Location
- Cardiff Road Pwllheli, Gwynedd, LL53 5NU Wales

Information
- Type: Comprehensive
- Established: 1969
- Local authority: Gwynedd Council
- Head teacher: Guto Wyn
- Gender: Co-educational
- Age: 11 to 16
- Enrollment: 469 (2024)
- Language: Welsh
- Houses: Tudwal , Enlli , Gwylan
- Colours: Dark Green and Amber
- Website: glanymor.gwynedd.sch.uk

= Ysgol Glan y Môr =

Ysgol Glan y Môr is a bilingual comprehensive school in the market town of Pwllheli in the Welsh county of Gwynedd. The school serves a large part of the Llŷn Peninsula (Penrhyn Llŷn). As of 2024, there were 469 pupils on roll at the school. According to the latest Estyn inspection report in 2024, approximately 78 percent of pupils come from Welsh-speaking homes.

==History==
The modern school was formed when the former Pwllheli Grammar School and the Frondeg Secondary Modern Schools merged. These occupied sites at Ysgol Penrallt (Now home to the Pwllheli campus of Coleg Meirion-Dwyfor) and Upper Ala Road, respectively. The two schools merged in mid-1969 to form a comprehensive school.

» COLLECTED DATA:
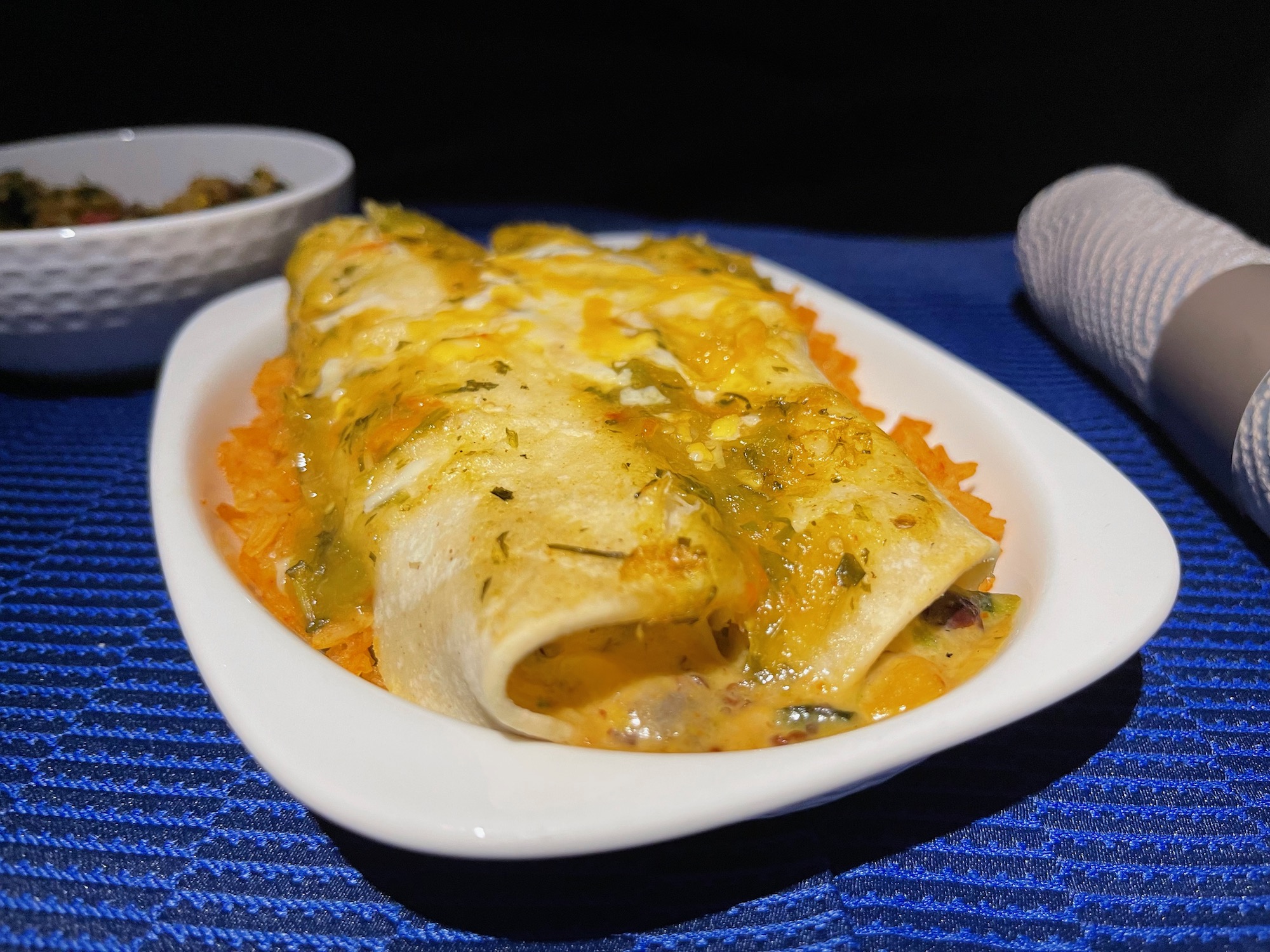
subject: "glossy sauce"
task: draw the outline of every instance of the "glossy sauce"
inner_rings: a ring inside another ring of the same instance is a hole
[[[262,371],[262,416],[221,456],[235,490],[222,515],[244,539],[239,571],[315,647],[377,680],[375,561],[385,533],[418,503],[413,453],[541,359],[549,343],[518,315],[552,296],[583,298],[569,349],[603,371],[575,374],[573,399],[662,461],[641,491],[701,504],[745,583],[691,616],[556,640],[516,668],[508,693],[517,704],[573,724],[577,743],[593,746],[785,744],[925,703],[1001,645],[1017,599],[966,593],[958,598],[973,602],[970,614],[914,619],[851,685],[827,684],[798,661],[870,590],[870,552],[888,534],[932,532],[933,500],[911,493],[885,512],[800,508],[845,467],[871,465],[880,415],[852,401],[853,362],[814,331],[812,352],[838,390],[781,387],[792,360],[806,360],[814,314],[747,259],[683,237],[597,256],[583,236],[549,226],[502,228],[490,255],[422,216],[375,207],[373,217],[323,226],[292,259],[288,278],[302,293],[290,307],[288,354]],[[410,283],[420,264],[441,275],[425,302]],[[724,300],[710,298],[720,288]],[[700,320],[685,317],[693,296],[714,301]],[[411,300],[425,316],[410,317]],[[469,369],[456,377],[456,366]],[[908,438],[931,452],[921,433]],[[516,440],[508,428],[508,444]],[[936,485],[939,466],[923,467]],[[950,498],[959,482],[945,480]],[[959,508],[999,538],[1003,523],[965,495],[973,503]],[[505,555],[503,538],[491,543]],[[688,538],[665,551],[577,552],[621,559],[622,578],[705,557]]]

» TASKS AND EXERCISES:
1. According to the school article, what share of pupils come from Welsh-speaking homes, according to the 2024 Estyn inspection report?
2. Rewrite everything in the school article from "Information" down to "Enrollment: 469 (2024)", replacing "Co-educational" with "Mixed".
3. Continue the article on Ysgol Glan y Môr from the point where it stops.

» TASK ANSWERS:
1. Approximately 78 percent.

2.
Information
- Type: Comprehensive
- Established: 1969
- Local authority: Gwynedd Council
- Head teacher: Guto Wyn
- Gender: Mixed
- Age: 11 to 16
- Enrollment: 469 (2024)

3.
The junior pupils (First Year and Second Year) were located at the Ysgol Penrallt site and the senior pupils (Third Year and upwards) were located at a new building constructed on Cardiff Road. This new school was subsequently expanded to accommodate all pupils in the 1990s.

==Notable former pupils==

- Gwyneth Glyn – poet and singer
- Sir David Hughes Parry (1893–1973) was Vice-Chancellor of London University from 1945 to 1948 (attended Pwllheli county school)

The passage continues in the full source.